Stated task: Count the lines below that contain the string "target", treating uppercase and lowercase as different, and reply with only that number.

Materials provided:
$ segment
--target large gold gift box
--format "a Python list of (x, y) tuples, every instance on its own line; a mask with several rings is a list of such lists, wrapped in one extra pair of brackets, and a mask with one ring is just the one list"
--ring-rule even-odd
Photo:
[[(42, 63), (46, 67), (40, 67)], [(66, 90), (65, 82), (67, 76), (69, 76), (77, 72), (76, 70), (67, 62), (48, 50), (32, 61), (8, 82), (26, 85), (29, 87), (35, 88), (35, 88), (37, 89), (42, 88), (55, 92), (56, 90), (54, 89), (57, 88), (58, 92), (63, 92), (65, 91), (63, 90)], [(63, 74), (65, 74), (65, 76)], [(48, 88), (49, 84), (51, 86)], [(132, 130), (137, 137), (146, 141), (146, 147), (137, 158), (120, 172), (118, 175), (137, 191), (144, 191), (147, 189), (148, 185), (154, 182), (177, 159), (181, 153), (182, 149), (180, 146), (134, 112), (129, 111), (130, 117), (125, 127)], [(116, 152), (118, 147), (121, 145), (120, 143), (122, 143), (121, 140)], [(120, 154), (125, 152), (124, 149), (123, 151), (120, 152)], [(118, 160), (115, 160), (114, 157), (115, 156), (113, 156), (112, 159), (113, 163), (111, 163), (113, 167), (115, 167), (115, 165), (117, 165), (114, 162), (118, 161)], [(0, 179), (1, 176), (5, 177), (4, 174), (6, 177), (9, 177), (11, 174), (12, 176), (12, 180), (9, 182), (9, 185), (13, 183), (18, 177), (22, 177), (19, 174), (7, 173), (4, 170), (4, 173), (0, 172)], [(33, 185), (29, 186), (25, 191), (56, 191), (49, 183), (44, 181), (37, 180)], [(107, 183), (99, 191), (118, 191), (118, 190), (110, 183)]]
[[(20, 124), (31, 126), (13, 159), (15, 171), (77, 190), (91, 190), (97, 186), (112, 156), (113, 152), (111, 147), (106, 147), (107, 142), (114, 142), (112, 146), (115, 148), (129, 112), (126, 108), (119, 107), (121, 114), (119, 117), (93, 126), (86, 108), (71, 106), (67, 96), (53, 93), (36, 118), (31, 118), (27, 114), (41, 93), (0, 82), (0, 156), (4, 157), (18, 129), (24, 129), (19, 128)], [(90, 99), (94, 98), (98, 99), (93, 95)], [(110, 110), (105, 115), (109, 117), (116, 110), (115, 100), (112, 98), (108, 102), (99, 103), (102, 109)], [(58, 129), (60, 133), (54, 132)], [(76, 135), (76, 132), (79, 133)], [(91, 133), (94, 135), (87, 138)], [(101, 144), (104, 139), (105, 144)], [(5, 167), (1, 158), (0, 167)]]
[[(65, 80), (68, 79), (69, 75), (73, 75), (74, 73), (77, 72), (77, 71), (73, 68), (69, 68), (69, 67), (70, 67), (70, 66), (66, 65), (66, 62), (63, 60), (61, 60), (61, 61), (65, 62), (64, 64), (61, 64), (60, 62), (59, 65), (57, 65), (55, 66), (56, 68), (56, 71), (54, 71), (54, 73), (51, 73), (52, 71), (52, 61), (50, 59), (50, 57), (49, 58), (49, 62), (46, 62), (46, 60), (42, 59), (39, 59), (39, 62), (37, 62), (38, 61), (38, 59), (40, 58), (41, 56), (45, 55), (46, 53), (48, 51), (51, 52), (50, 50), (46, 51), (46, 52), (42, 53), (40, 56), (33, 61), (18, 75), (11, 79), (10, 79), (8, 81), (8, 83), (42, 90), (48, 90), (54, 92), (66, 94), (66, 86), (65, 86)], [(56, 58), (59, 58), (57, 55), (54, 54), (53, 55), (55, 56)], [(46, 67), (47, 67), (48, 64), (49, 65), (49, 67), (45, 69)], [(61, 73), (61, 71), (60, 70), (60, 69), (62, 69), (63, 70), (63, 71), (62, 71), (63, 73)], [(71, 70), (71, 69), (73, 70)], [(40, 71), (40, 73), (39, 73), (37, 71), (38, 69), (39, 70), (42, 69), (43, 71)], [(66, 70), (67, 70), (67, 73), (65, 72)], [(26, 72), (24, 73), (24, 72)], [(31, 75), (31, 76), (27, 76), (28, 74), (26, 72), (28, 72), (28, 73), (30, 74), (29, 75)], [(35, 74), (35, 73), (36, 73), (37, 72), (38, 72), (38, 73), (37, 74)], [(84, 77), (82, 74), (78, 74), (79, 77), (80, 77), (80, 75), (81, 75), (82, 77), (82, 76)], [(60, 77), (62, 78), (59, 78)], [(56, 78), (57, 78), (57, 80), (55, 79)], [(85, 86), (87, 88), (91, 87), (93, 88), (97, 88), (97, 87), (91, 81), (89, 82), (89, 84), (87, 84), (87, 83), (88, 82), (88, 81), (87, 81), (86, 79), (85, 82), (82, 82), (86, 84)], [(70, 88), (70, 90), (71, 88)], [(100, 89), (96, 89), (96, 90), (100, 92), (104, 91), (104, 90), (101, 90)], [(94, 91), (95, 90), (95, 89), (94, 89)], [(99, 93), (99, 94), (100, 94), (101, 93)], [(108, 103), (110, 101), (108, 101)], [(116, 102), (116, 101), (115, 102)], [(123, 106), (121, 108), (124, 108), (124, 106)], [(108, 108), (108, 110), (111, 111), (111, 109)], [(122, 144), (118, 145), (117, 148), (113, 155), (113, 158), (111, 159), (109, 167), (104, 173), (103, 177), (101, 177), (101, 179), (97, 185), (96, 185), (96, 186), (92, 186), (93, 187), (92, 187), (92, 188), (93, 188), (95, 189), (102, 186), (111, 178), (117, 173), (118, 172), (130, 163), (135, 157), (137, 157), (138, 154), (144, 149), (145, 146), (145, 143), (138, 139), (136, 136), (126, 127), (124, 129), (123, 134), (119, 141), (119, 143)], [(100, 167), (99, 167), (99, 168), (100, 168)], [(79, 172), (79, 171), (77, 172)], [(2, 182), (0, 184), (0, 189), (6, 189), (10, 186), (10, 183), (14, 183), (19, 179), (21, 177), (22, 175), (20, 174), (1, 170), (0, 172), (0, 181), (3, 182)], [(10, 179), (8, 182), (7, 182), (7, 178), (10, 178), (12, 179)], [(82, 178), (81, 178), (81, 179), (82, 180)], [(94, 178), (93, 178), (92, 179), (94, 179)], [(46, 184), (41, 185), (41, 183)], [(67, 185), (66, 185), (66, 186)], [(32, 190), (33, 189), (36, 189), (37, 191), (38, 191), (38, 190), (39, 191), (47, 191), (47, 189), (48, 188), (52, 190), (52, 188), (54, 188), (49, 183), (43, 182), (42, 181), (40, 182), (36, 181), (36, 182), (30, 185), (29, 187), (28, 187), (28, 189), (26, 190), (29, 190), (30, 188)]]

* * *

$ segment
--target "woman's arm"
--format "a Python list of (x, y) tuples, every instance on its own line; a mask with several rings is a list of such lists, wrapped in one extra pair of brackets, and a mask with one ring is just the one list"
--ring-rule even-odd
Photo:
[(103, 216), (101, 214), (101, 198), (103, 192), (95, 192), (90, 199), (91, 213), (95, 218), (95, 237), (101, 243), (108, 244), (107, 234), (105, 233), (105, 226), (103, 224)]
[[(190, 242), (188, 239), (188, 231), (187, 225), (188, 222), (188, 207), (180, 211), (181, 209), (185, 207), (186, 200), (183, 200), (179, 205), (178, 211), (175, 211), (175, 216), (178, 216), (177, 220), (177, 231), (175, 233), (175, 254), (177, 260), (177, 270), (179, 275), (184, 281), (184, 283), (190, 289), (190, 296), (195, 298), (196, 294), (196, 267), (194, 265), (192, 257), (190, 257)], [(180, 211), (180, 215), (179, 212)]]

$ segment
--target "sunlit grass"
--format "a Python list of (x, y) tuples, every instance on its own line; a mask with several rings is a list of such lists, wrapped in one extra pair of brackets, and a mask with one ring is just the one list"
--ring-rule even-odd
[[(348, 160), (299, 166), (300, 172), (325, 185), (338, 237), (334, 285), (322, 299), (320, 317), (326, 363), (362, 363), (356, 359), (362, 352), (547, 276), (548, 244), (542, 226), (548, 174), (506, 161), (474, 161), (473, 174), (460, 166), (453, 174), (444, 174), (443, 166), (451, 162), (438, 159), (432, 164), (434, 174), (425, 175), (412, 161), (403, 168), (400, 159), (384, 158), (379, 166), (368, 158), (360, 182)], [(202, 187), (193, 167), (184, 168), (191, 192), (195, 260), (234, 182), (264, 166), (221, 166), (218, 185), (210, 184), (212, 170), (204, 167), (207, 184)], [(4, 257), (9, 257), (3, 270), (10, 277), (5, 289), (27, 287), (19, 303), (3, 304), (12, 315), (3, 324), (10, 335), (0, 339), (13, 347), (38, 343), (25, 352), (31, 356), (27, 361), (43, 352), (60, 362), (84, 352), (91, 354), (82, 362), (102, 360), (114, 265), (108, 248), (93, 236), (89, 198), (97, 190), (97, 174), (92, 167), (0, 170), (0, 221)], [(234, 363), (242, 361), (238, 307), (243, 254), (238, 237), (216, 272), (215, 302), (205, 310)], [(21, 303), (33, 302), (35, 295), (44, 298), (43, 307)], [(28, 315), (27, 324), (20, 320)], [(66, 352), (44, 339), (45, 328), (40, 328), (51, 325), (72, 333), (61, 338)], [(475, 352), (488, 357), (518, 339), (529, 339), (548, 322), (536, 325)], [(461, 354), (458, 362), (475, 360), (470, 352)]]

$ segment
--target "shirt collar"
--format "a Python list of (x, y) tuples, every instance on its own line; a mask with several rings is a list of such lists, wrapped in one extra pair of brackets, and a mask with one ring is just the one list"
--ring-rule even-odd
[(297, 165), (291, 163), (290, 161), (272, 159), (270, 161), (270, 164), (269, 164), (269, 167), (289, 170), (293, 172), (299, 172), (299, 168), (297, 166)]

Expected answer: 4